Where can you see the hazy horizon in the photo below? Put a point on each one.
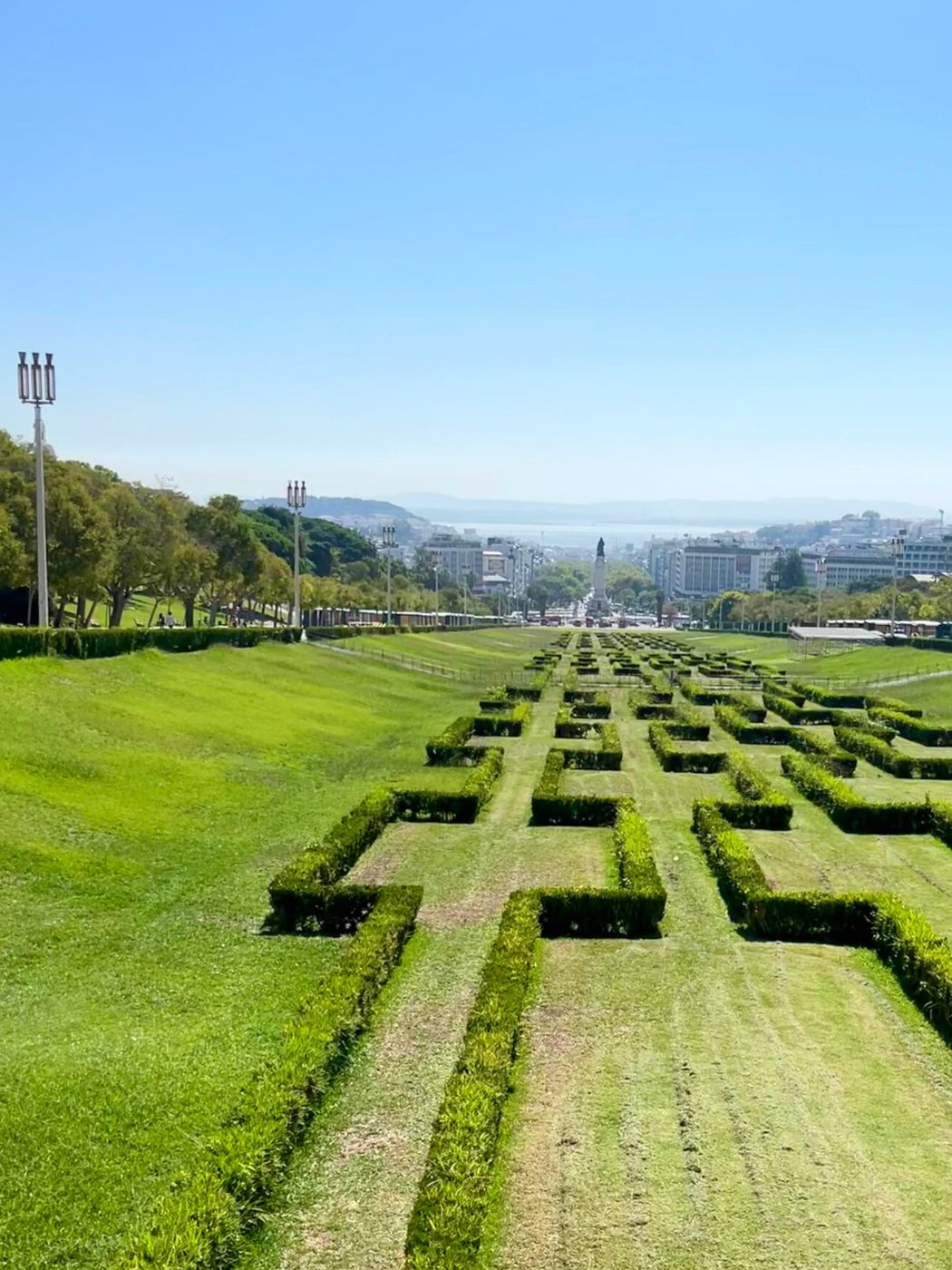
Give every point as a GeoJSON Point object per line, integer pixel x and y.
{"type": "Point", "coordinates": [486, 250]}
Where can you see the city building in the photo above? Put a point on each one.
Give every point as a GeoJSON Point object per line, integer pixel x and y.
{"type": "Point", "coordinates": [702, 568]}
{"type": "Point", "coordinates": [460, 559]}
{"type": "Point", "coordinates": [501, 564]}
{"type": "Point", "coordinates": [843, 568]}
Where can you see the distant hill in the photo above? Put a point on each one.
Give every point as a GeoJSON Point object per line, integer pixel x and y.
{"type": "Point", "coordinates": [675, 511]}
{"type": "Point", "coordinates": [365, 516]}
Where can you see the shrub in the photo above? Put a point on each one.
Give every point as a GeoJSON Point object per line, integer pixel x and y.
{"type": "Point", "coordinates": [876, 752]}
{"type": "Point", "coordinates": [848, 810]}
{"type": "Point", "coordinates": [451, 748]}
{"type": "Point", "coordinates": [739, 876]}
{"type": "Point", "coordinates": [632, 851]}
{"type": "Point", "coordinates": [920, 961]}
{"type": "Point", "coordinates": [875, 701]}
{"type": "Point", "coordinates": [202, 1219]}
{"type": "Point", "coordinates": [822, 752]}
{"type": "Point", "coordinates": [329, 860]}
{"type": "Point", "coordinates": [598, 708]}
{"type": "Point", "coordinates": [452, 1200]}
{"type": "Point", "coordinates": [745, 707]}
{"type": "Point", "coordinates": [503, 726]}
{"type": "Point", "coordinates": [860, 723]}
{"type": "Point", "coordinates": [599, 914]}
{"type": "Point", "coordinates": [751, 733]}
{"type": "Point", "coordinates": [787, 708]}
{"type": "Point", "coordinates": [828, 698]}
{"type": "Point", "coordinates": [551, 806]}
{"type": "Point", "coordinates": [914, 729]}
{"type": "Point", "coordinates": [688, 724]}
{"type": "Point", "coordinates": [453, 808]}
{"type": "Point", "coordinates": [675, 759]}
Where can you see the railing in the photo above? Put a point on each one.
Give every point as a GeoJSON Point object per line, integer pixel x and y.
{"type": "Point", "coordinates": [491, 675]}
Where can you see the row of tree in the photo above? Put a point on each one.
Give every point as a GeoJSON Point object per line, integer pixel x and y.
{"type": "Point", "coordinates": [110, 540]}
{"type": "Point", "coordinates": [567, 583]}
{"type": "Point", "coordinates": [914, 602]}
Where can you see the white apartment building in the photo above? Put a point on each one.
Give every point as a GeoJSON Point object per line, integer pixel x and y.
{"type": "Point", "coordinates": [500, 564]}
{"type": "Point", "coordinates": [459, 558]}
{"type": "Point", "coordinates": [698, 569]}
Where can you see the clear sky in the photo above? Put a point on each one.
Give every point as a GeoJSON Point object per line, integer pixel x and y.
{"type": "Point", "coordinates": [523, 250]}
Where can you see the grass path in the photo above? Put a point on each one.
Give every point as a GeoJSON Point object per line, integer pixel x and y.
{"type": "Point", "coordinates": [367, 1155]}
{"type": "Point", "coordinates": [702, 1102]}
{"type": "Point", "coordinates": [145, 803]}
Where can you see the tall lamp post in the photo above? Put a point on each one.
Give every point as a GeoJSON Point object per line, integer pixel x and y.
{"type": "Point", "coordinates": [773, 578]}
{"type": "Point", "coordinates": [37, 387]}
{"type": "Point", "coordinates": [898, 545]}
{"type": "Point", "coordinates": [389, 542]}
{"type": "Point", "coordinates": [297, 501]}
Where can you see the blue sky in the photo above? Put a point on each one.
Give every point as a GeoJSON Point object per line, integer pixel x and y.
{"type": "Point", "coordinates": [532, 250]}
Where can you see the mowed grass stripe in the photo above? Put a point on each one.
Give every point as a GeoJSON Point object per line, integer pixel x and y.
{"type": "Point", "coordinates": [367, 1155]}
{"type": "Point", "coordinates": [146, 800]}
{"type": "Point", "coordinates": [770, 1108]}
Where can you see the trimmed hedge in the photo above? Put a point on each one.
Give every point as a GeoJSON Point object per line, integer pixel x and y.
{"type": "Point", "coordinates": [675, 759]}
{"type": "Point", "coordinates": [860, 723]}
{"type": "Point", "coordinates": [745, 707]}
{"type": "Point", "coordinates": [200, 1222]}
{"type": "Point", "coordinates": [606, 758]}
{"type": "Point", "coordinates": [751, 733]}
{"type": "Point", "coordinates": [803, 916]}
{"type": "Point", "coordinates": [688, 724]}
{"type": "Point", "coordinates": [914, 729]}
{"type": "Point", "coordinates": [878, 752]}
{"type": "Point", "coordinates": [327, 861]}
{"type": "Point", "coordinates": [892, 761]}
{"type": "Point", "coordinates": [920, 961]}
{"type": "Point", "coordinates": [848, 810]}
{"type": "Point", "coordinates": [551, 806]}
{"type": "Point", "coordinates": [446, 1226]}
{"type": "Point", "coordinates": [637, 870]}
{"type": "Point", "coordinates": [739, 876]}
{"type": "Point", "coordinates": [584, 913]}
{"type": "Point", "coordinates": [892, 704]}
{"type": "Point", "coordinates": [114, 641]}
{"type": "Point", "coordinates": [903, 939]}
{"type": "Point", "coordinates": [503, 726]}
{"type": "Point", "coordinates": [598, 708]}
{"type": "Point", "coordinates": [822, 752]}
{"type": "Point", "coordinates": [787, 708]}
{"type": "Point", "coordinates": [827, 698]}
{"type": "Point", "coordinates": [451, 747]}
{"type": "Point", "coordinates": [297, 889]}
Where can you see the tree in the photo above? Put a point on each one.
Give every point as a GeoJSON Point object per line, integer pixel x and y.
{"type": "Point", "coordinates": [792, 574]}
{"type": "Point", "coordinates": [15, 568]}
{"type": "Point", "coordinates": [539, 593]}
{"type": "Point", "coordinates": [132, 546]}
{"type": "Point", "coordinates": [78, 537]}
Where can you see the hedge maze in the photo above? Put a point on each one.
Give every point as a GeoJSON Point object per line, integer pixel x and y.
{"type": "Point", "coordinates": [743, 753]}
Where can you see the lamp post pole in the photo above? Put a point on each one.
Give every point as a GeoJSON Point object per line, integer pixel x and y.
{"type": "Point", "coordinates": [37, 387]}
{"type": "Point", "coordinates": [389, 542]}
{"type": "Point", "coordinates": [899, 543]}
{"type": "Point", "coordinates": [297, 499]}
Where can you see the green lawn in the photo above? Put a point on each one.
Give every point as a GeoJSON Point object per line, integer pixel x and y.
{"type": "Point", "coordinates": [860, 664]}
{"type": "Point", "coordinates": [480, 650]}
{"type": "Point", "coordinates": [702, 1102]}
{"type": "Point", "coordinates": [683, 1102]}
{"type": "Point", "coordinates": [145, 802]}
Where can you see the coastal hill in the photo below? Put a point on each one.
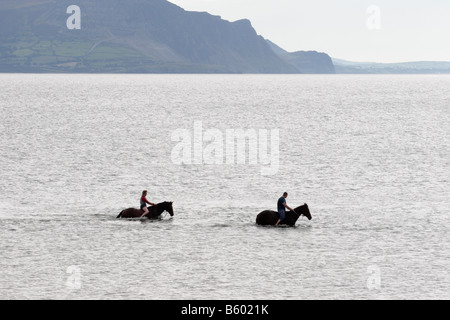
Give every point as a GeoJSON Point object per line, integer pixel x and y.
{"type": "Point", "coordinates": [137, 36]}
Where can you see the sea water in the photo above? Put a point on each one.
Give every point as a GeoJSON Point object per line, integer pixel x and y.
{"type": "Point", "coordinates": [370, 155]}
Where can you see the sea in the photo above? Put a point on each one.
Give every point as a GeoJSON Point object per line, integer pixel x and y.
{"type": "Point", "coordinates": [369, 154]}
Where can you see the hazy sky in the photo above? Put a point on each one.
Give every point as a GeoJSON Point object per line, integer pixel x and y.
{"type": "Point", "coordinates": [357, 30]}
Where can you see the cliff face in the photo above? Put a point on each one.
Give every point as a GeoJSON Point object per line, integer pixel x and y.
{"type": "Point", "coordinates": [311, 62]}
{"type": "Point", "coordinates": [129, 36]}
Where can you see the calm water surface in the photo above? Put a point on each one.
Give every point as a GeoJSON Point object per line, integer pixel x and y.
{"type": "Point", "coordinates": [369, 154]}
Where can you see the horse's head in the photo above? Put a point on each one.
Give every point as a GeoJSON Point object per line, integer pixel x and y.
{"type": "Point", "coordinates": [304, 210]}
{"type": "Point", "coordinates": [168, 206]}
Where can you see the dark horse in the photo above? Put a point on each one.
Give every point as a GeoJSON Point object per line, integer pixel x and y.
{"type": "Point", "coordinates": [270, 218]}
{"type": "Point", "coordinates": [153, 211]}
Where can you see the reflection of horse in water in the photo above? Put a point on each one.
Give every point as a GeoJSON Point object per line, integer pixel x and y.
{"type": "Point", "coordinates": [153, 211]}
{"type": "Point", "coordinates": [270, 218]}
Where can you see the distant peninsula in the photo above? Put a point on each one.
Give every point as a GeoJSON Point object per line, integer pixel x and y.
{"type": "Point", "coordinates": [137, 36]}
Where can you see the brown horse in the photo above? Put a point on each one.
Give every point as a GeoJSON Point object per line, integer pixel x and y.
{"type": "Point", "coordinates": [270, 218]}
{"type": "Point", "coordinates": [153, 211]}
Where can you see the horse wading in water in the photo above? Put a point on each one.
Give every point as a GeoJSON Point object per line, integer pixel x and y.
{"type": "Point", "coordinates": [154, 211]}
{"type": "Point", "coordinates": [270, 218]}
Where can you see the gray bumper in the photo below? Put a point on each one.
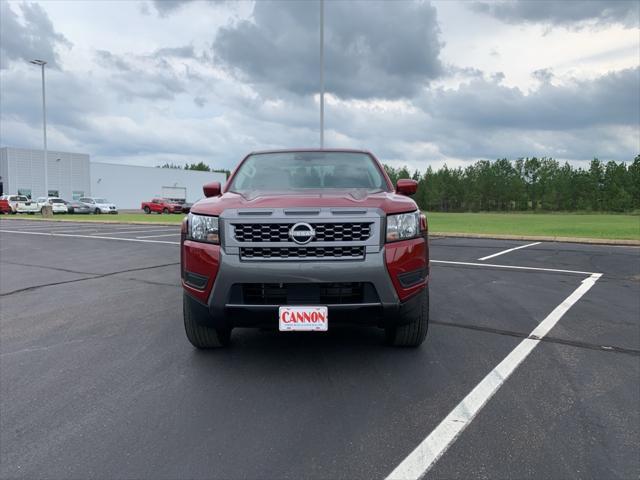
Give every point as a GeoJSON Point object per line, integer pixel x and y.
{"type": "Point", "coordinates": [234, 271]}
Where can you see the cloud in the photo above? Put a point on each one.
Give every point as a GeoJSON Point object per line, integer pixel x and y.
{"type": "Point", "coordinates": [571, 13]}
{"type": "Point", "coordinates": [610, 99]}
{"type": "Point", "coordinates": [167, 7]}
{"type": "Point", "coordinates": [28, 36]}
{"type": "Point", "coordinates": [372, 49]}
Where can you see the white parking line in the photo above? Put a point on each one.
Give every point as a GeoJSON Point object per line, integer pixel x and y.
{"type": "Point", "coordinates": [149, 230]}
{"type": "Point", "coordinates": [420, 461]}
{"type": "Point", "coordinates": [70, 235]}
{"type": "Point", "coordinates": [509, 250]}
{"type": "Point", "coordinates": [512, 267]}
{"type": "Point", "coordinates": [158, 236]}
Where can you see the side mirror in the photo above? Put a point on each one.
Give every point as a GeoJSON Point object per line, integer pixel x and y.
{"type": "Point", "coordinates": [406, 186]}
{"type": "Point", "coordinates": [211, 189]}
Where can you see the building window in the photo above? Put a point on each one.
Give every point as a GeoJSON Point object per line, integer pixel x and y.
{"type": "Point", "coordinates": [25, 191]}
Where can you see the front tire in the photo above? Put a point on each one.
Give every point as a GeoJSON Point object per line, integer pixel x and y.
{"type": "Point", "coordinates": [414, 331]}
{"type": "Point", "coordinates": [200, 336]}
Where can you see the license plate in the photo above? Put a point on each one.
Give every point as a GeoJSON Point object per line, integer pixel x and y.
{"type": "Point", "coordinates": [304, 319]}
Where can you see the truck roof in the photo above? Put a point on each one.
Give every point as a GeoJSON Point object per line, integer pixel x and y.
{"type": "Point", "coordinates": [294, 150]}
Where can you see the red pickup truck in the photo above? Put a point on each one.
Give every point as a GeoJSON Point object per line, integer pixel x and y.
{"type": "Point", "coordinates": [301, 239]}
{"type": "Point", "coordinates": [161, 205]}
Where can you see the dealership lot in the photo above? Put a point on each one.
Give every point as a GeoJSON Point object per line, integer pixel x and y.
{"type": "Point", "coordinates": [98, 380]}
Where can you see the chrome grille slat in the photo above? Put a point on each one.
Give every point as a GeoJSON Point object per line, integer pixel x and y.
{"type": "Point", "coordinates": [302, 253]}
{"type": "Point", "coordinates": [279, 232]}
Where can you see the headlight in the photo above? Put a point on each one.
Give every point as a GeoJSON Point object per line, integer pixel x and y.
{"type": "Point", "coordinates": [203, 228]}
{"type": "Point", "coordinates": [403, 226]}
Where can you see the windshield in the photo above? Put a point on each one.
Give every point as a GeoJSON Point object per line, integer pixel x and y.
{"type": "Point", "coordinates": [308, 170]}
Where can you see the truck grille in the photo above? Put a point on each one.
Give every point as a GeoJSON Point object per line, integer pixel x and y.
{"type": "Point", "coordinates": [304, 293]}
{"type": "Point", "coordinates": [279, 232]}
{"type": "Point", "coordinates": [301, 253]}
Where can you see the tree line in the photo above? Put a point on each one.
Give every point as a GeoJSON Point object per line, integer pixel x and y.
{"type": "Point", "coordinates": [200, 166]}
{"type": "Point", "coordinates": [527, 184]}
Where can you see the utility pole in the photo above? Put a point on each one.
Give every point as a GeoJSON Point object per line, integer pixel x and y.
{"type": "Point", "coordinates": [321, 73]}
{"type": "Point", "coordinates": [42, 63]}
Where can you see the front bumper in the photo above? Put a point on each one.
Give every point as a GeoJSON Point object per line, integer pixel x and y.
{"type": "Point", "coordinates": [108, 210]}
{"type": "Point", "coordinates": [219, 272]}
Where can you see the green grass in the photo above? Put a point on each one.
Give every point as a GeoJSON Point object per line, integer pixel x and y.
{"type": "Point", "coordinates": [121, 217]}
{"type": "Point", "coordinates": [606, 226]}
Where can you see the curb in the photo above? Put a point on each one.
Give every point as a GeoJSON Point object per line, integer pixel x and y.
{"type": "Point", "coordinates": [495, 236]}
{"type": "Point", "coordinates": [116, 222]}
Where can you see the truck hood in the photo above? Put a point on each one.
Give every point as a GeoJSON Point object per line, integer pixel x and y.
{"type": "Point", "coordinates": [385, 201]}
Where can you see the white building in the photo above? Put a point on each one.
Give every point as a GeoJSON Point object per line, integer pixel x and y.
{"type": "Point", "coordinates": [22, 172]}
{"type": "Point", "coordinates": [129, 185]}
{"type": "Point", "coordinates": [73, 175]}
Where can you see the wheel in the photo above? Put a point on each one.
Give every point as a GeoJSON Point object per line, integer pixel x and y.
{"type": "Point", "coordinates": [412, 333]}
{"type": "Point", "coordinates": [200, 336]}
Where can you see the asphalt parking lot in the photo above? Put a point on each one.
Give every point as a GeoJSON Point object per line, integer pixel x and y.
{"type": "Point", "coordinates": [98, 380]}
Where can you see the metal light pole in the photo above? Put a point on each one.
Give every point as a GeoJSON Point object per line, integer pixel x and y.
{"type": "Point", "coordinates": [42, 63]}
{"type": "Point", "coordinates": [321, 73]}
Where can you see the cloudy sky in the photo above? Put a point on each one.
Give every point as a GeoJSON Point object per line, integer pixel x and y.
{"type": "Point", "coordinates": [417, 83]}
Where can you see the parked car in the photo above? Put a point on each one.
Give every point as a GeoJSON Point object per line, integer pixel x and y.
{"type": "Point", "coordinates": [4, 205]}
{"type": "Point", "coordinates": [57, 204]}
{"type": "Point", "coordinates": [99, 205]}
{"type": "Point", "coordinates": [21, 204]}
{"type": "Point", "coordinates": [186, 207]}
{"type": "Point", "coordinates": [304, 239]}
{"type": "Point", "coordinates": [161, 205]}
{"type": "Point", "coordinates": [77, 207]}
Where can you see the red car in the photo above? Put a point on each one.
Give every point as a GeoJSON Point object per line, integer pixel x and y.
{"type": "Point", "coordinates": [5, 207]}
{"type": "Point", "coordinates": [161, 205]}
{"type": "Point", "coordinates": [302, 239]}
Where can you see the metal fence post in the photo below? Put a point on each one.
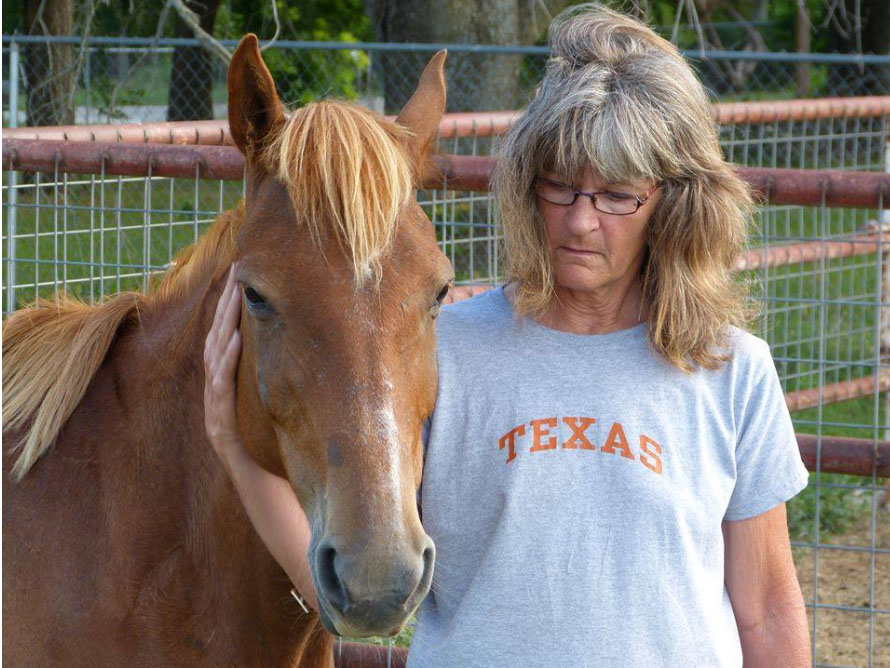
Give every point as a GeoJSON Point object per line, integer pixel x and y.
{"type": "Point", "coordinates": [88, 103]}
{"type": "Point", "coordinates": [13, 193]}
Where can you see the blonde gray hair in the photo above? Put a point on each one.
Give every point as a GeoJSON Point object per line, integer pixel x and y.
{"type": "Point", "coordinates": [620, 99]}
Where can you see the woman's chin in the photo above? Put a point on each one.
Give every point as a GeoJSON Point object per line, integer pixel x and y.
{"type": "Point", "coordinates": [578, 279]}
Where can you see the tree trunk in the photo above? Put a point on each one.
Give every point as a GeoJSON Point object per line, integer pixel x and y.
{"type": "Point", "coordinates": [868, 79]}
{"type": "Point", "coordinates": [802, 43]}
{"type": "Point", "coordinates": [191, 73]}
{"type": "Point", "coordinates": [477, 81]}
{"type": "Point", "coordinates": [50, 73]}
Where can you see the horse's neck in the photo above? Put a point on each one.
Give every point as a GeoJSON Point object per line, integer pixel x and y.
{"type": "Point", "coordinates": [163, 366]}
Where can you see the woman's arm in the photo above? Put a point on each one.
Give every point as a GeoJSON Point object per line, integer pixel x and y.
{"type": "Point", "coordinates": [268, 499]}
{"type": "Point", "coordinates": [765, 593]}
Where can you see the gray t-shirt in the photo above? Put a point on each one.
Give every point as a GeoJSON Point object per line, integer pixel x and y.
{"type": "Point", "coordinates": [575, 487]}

- - - - -

• WHAT THE TASK REQUIRES
From the line holding "Where can you see the tree trunk" to the last line of the records, quote each line exactly and add nothing.

• RESPONSE FOR THIS EXERCISE
Where can you see the tree trunk in the photo above? Put a point on each one.
Give every point as a GeoJSON Point object per line, integer pixel x and y.
{"type": "Point", "coordinates": [868, 79]}
{"type": "Point", "coordinates": [802, 43]}
{"type": "Point", "coordinates": [191, 73]}
{"type": "Point", "coordinates": [477, 81]}
{"type": "Point", "coordinates": [50, 73]}
Where can you see the horse's neck in the photo above? Put a point on each one.
Give every point as a GeoJSON Point object per line, integer pixel x and y.
{"type": "Point", "coordinates": [163, 366]}
Where can you see the woman's arm in the photo above? Put a point on each one.
Give every point as a GeoJSON Point object per line, integer pixel x and y.
{"type": "Point", "coordinates": [268, 499]}
{"type": "Point", "coordinates": [765, 593]}
Where can you see the gray t-shirt in the photo above? Put a point on each one.
Give every point as a GeoJSON Point object per line, integer pixel x and y.
{"type": "Point", "coordinates": [575, 487]}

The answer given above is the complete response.